• CONSIGNE
Recopiez mot pour mot le passage de l'extrait du document ci-dessous qui commence par « Un coup d’œil » et se termine par « et ses idées. ».

• EXTRAIT DU DOCUMENT
■ ■ ■
Un coup d’œil à sa montre. Il est l’heure d’attaquer la journée. Maëlle enfourche son vélo. Après quelques coups de pédale, elle passe devant la propriété des Colin, paysans bios qui avaient laissé certains de leurs champs en jachère depuis plusieurs années. Un jour, ils sont venus la voir : ils voulaient s’inspirer de son projet et installer, eux aussi, leur propre structure. En l’occurrence, des panneaux photovoltaïques. Sur la commune, c’est même devenu un jeu. Tout le monde – ou presque – cherche comment produire sa propre énergie ! Et ceux qui n’ont pas de terrain ne sont pas en reste : pas un mois sans qu’un nouveau programme ne se lance dans les environs. Tout le monde peut ajouter son grain de sel et ses idées.
■ ■ ■
• DONNÉES
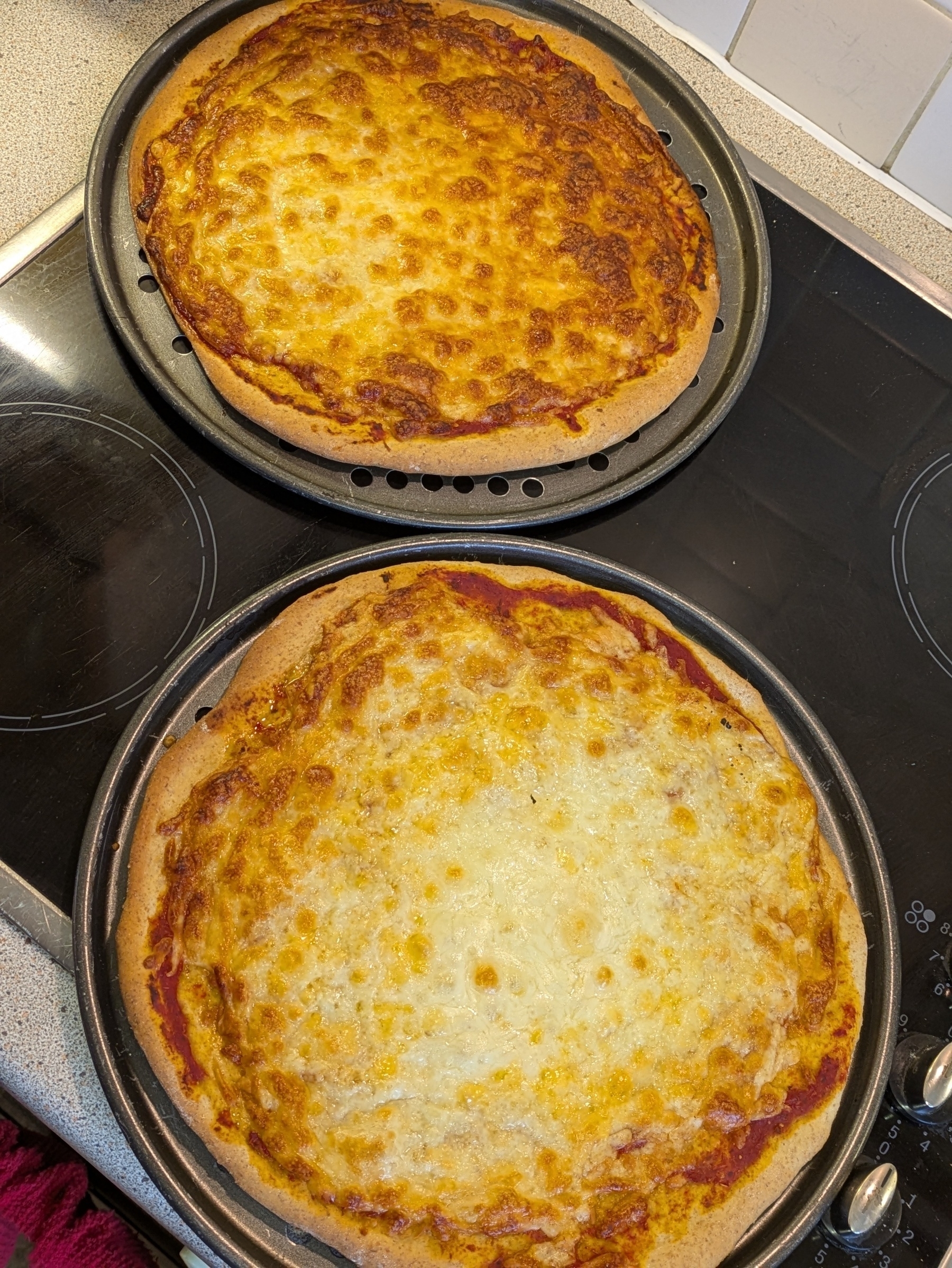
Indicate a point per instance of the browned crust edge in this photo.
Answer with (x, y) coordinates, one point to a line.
(710, 1234)
(608, 422)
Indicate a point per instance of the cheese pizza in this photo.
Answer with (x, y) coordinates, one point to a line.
(424, 236)
(486, 921)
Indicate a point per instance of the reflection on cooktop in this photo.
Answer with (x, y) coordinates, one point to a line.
(111, 564)
(922, 558)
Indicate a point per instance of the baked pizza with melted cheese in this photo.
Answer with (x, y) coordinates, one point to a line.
(486, 921)
(424, 236)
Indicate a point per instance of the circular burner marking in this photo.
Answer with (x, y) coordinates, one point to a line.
(69, 553)
(922, 560)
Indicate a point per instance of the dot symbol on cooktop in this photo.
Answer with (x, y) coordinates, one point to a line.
(112, 564)
(922, 558)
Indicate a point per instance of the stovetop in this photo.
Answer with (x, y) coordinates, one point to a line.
(817, 522)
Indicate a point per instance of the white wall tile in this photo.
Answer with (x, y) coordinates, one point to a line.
(924, 163)
(711, 21)
(856, 68)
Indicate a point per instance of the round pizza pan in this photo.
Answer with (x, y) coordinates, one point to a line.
(511, 499)
(236, 1227)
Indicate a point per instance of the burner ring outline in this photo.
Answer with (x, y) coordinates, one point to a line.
(898, 551)
(208, 545)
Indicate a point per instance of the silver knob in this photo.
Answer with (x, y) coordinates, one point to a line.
(921, 1080)
(867, 1210)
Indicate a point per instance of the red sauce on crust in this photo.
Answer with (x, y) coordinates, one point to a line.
(164, 993)
(727, 1164)
(505, 600)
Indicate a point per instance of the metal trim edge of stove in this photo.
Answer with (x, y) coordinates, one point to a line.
(177, 1161)
(845, 231)
(41, 232)
(40, 918)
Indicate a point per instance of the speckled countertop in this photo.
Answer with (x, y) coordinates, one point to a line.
(46, 1065)
(61, 61)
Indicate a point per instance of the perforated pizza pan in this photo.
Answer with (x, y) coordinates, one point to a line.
(512, 499)
(232, 1224)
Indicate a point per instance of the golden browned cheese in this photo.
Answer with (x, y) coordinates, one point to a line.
(416, 226)
(501, 930)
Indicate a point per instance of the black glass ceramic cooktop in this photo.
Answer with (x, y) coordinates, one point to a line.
(817, 522)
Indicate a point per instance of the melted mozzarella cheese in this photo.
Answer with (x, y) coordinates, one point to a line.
(525, 907)
(402, 224)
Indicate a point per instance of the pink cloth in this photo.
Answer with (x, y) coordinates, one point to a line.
(42, 1191)
(8, 1240)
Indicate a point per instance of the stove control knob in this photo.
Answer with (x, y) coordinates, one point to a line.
(867, 1210)
(921, 1080)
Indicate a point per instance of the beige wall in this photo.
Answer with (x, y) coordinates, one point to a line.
(874, 74)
■ ■ ■
• BONNE RÉPONSE
Un coup d’œil à sa montre. Il est l’heure d’attaquer la journée. Maëlle enfourche son vélo. Après quelques coups de pédale, elle passe devant la propriété des Colin, paysans bios qui avaient laissé certains de leurs champs en jachère depuis plusieurs années. Un jour, ils sont venus la voir : ils voulaient s’inspirer de son projet et installer, eux aussi, leur propre structure. En l’occurrence, des panneaux photovoltaïques. Sur la commune, c’est même devenu un jeu. Tout le monde – ou presque – cherche comment produire sa propre énergie ! Et ceux qui n’ont pas de terrain ne sont pas en reste : pas un mois sans qu’un nouveau programme ne se lance dans les environs. Tout le monde peut ajouter son grain de sel et ses idées.